_TO BE DONE:_ Copy out the article on SOA reasoning word for word, from start to finish.

Sunday 11 January 2015

 SOA Reasoning and Thought leadership
This article aims to align some of the latest thought around thinking around the reasoning behind SOA from a business case perspective and tries to table some of the viewpoints that need consideration.

The fundamental goal of Web Services and SOA is to improve ROI and TCO over traditionally implemented accidental architecture through point to point interfaces. However, the use of Web Services doesn't guarantee results. There are a number of challenges, many of which are organizational and not strictly technical, that needs to be addressed proactively to achieve measurable benefit.
Narrowing down the set of acceptable ways to use standards from all the available options needs to be checked with policies and procedures. Of course, many of these policies and procedures will naturally need to change over time as regulatory or other compliance requirements change, so when thinking about TCO we need to factor in the inevitable cost of change.

A second challenge is determining who pays for a service shared by many applications. With traditional line of business applications, figuring out who pays is easy - since one team owns everything. For a shared service, ideally each line of business should pay proportional to their use. Those who use it most should pay the most. Essentially this is a transfer-pricing model. It is important to consider how to track usage by each line of business accurately - if you can't measure usage, you can't charge for it!

A third challenge is ensuring that service levels are met. To end users, the customers of the IT infrastructure, the order management application is still the order management application whether it's built as a monolith or it leverages shared services. In either case it must meet the same expectations of performance, availability and functionality. Conversely, if the same user uses two different applications, he may have different expectations of each - even if both applications leverage the same set of shared services.

Saved entries:
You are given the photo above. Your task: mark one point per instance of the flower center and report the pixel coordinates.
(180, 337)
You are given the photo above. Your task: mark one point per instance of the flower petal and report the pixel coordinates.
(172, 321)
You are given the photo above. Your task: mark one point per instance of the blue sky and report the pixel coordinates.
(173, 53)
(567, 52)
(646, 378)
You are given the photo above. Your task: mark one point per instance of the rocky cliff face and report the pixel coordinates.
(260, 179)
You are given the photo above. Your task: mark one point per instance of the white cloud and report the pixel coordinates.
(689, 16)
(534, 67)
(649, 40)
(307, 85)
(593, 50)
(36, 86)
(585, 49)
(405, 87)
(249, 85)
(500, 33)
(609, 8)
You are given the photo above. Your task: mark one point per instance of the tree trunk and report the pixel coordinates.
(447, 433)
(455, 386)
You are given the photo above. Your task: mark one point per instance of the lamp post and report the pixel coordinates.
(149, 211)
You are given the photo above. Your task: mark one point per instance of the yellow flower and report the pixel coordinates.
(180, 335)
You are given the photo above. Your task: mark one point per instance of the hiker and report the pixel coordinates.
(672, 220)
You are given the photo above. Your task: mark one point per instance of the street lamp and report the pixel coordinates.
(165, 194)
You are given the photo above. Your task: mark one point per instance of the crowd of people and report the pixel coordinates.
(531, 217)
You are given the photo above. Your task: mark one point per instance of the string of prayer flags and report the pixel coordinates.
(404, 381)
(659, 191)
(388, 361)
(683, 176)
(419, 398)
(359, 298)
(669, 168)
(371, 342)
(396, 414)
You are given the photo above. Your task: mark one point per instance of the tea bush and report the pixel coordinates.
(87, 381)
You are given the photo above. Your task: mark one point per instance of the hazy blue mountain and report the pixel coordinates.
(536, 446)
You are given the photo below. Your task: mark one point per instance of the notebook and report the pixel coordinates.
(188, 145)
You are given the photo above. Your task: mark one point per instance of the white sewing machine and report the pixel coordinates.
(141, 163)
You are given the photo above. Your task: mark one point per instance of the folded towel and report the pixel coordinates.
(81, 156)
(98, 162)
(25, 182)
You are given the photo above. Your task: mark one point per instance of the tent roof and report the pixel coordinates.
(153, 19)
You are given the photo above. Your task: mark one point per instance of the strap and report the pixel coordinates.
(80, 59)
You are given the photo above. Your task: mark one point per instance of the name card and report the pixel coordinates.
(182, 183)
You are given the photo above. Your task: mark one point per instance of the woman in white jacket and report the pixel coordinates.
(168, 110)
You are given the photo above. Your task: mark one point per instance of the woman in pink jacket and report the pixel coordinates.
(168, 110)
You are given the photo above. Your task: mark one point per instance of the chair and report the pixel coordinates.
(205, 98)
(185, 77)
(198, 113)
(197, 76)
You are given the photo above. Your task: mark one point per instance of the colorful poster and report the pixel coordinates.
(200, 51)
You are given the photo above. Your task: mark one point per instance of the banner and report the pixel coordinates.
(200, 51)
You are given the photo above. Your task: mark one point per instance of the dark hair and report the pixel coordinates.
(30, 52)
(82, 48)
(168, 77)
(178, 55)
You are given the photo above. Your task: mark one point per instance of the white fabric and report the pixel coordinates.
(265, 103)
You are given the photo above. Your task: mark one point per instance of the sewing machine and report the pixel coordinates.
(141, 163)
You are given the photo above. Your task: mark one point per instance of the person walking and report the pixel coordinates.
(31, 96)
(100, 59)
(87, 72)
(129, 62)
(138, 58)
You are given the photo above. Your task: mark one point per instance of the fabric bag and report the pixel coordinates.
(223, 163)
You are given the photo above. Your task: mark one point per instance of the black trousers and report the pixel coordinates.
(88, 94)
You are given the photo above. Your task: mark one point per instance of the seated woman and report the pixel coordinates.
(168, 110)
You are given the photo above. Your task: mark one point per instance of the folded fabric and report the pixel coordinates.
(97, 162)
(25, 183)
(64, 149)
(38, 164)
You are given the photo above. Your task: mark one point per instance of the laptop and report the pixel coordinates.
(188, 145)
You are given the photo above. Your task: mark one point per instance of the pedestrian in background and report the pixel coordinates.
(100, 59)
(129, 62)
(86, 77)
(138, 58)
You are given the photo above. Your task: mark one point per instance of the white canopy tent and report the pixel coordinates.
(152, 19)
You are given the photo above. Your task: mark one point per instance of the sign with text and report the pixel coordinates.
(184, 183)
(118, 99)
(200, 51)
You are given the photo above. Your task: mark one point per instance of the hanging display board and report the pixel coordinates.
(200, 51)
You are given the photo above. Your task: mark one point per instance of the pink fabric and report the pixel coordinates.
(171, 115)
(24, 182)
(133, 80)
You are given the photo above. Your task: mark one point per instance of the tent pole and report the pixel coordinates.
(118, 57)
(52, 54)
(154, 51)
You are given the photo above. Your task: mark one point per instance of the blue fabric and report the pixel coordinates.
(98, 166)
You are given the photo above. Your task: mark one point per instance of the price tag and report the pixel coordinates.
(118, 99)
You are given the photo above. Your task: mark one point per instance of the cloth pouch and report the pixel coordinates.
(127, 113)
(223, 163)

_FINISHED EXERCISE:_
Sunday 11 January 2015

 SOA Reasoning and Thought leadership
This article aims to align some of the latest thought around thinking around the reasoning behind SOA from a business case perspective and tries to table some of the viewpoints that need consideration.

The fundamental goal of Web Services and SOA is to improve ROI and TCO over traditionally implemented accidental architecture through point to point interfaces. However, the use of Web Services doesn't guarantee results. There are a number of challenges, many of which are organizational and not strictly technical, that needs to be addressed proactively to achieve measurable benefit.
Narrowing down the set of acceptable ways to use standards from all the available options needs to be checked with policies and procedures. Of course, many of these policies and procedures will naturally need to change over time as regulatory or other compliance requirements change, so when thinking about TCO we need to factor in the inevitable cost of change.

A second challenge is determining who pays for a service shared by many applications. With traditional line of business applications, figuring out who pays is easy - since one team owns everything. For a shared service, ideally each line of business should pay proportional to their use. Those who use it most should pay the most. Essentially this is a transfer-pricing model. It is important to consider how to track usage by each line of business accurately - if you can't measure usage, you can't charge for it!

A third challenge is ensuring that service levels are met. To end users, the customers of the IT infrastructure, the order management application is still the order management application whether it's built as a monolith or it leverages shared services. In either case it must meet the same expectations of performance, availability and functionality. Conversely, if the same user uses two different applications, he may have different expectations of each - even if both applications leverage the same set of shared services.